━━━━━ Entries ━━━━━
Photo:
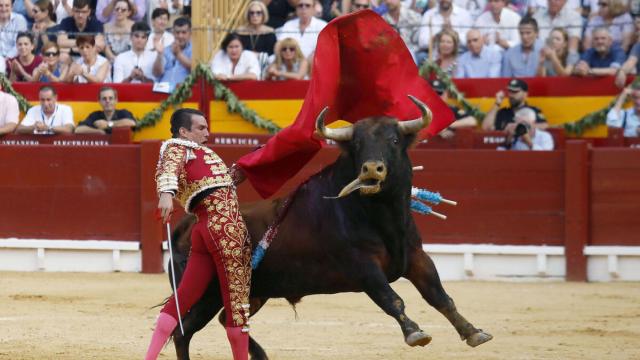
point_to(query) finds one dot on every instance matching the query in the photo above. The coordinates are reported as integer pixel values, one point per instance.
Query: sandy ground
(108, 316)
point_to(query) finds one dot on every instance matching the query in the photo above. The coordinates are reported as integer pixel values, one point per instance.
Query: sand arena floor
(108, 316)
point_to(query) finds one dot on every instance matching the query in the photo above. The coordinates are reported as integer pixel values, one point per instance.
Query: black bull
(360, 242)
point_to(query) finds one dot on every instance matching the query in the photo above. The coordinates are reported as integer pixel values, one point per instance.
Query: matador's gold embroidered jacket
(186, 168)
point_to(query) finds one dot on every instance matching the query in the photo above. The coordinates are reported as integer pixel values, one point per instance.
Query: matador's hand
(165, 206)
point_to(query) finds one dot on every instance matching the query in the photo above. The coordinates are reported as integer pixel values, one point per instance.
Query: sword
(173, 276)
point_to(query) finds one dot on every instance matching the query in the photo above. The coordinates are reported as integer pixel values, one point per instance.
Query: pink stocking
(164, 327)
(239, 341)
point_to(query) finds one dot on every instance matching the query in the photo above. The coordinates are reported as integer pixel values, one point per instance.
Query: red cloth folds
(361, 68)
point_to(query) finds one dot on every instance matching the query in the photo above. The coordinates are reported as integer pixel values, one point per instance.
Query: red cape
(361, 68)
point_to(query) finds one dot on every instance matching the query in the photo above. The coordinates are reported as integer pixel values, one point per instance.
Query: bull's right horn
(340, 134)
(413, 126)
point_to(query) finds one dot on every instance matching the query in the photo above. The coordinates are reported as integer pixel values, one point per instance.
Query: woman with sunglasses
(254, 34)
(51, 69)
(21, 67)
(44, 20)
(613, 15)
(232, 62)
(118, 29)
(290, 63)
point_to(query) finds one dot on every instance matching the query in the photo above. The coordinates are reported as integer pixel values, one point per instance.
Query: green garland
(183, 92)
(429, 67)
(6, 87)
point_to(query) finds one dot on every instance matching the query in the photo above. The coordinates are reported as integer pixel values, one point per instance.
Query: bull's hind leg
(375, 284)
(424, 276)
(196, 319)
(255, 350)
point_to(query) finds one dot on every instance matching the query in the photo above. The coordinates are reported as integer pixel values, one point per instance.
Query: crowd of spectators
(149, 41)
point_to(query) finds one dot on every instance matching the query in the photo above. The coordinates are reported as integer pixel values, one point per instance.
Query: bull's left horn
(341, 134)
(413, 126)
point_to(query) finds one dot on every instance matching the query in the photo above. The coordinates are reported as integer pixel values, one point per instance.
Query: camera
(521, 129)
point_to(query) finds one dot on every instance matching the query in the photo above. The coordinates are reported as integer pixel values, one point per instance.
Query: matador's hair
(181, 118)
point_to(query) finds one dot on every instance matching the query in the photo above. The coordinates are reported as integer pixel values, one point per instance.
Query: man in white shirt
(10, 25)
(523, 135)
(445, 14)
(9, 112)
(499, 25)
(135, 65)
(559, 14)
(305, 28)
(49, 117)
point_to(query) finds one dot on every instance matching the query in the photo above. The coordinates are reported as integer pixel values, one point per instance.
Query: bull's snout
(373, 170)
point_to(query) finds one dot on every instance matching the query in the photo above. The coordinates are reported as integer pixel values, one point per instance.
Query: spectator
(555, 58)
(499, 25)
(406, 21)
(118, 30)
(447, 45)
(79, 22)
(629, 66)
(136, 65)
(10, 25)
(357, 5)
(474, 7)
(480, 61)
(232, 62)
(105, 10)
(49, 117)
(304, 29)
(102, 122)
(627, 119)
(160, 35)
(173, 64)
(602, 59)
(91, 67)
(279, 11)
(559, 14)
(463, 119)
(9, 112)
(523, 135)
(44, 25)
(254, 34)
(522, 59)
(448, 15)
(612, 14)
(498, 119)
(21, 67)
(51, 69)
(290, 63)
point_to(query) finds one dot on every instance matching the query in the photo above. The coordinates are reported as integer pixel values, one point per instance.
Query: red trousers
(220, 247)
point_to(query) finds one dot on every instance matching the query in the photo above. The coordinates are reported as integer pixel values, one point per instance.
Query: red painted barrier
(574, 197)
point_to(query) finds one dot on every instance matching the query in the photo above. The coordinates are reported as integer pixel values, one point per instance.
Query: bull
(357, 243)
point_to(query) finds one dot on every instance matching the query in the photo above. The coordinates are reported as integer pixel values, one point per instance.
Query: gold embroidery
(236, 249)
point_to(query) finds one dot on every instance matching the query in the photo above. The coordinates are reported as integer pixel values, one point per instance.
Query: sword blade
(173, 276)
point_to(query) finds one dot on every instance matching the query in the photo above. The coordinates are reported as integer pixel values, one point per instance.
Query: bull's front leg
(424, 276)
(375, 285)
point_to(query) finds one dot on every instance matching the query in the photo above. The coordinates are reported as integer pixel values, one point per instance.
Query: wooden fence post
(577, 210)
(151, 233)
━━━━━
--- Task details ---
Transcribe each entry above exactly, apart from the pictures.

--- Correct response ---
Photo:
point_to(query) finds one dot on every instance matching the query in the photo above. The coordinates are reported as integer pixel values, one point per instance.
Query: sandy ground
(108, 316)
point_to(query) finds one dot on every instance matching the query in the photo above. The coordinates are reported as integer pixel values, one point per instance.
Query: sand arena floor
(108, 316)
point_to(query) finds one dot on every instance matching the query in the photo above. The coordinates are reported as integer pixel values, one point per instance.
Query: black bull
(360, 242)
point_to(query) finds one dot on every instance matching the query in the photo above. The coordinates are reported as integer pixel values, one point per instance.
Query: matador's gold embroidered jacket
(186, 168)
point_to(query) finds one dot on every instance matching the query in the photo above. The coordinates are reported as integer pixel values, one point per instance.
Query: matador's hand
(165, 206)
point_to(query) finds one dot on every instance matching the query in the photo above. The coordinates are reported as integer pixel values, one point per instance.
Query: sword
(173, 276)
point_to(query) finds one dot on every instance matching the query in the photo above. The coordinates are reported as integer pixel values, one point per instance.
Query: pink stocking
(164, 327)
(239, 341)
point_to(query) finds one dot on every instance matching the query in the photo above. The coordinates are reported as integer pixel values, one point per instance.
Query: red cloth folds
(361, 68)
point_to(query) finds one dot on every instance matching the query in the photo above. The coordinates are reported as integer pixel values, one point per instance.
Query: red cape
(361, 68)
point_to(query) finds one dot on every instance matching the query in the photo above. The coordinates are reported as integer pixel values, one point per instance.
Query: bull's right horn
(340, 134)
(413, 126)
point_to(query) finds one dot on every instance matching the query in the photo above. The coordinates are reported as integer pixel values, one point per instance.
Query: woman with sunglasses
(254, 34)
(51, 69)
(21, 67)
(44, 20)
(613, 15)
(232, 62)
(118, 29)
(290, 63)
point_to(query) finds one dot on every instance matching the query in the photo above. The coordinates are reported as integer pixel values, one point per instance.
Query: green garland
(183, 92)
(429, 67)
(6, 87)
point_to(query) finds one dot on every instance matching the query in the photo above. The coordinates are reported as integer pixel values, one point per instance.
Query: bull's hind leg
(375, 284)
(424, 276)
(196, 319)
(255, 350)
point_to(query) finds one dot on every instance matching the query in the photo above. The coordinates are reported as integer pixel values, one point per instance.
Query: crowd of spectators
(149, 41)
point_to(query) finds one dot on every instance matching the query in the photo above. The coordinates are reported as integer pixel values, one point per instance.
Query: bull's left horn
(341, 134)
(413, 126)
point_to(query) finds one dot on every instance matching the query in the photo above. The coordinates are reported as integer pixel values, one point per instance.
Query: camera
(521, 129)
point_to(query) finds one dot on every instance matching the query in the photo above. The coordinates are reported as integer pixel values, one point per instance.
Query: matador's hair
(181, 118)
point_to(query) finds one dot on every instance matching the query in the photo above. The coordinates are reported as integer pixel values, one point per instance.
Query: man in white shirt
(10, 25)
(523, 135)
(445, 14)
(9, 112)
(499, 25)
(135, 65)
(559, 14)
(305, 28)
(49, 117)
point_to(query) finds one dot on every instance matching the query in the photo above. The coordinates are reported as integer pixel values, one point per instance.
Query: bull's snout
(373, 170)
point_to(query) finds one dot on every instance matching the query in the photo above. The coordinates are reported as integer pixel values, one point per instance.
Query: spectator
(555, 58)
(499, 25)
(406, 21)
(118, 30)
(447, 45)
(79, 22)
(629, 66)
(136, 65)
(10, 25)
(357, 5)
(474, 7)
(480, 61)
(232, 62)
(105, 10)
(49, 117)
(304, 29)
(102, 122)
(627, 119)
(160, 35)
(173, 64)
(602, 59)
(91, 67)
(279, 11)
(559, 14)
(463, 119)
(9, 112)
(523, 135)
(44, 25)
(254, 34)
(522, 59)
(448, 15)
(612, 14)
(498, 119)
(21, 67)
(51, 69)
(290, 63)
point_to(query) finds one dot on every instance matching the query in the photo above. The coordinates are reported as integer pixel values, one point per instance.
Query: red trousers
(220, 247)
point_to(query) finds one dot on every instance matching the query in the photo above. The coordinates are reported as integer pixel values, one point per instance.
Query: red painted barrier
(574, 197)
point_to(query) finds one dot on every instance matching the query in the photo above. The coordinates are reported as integer pixel values, one point per instance.
Query: bull
(357, 243)
point_to(query) finds one dot on every instance matching the query in the photo above. The coordinates are reported as integer pixel values, one point per instance.
Query: gold embroidery
(236, 249)
point_to(query) finds one dot on every instance matching the query in the photo above. The coordinates are reported as integer pixel values, one point per instance.
Query: sword blade
(173, 276)
point_to(query) finds one dot on every instance matching the query in the photo above. The coordinates are reported as integer pixel values, one point per instance.
Query: bull's front leg
(424, 276)
(375, 285)
point_to(query) finds one dot on every instance matching the query in the photo above. The coordinates are reported as integer pixel values, one point per instance.
Query: wooden fence post
(577, 210)
(151, 233)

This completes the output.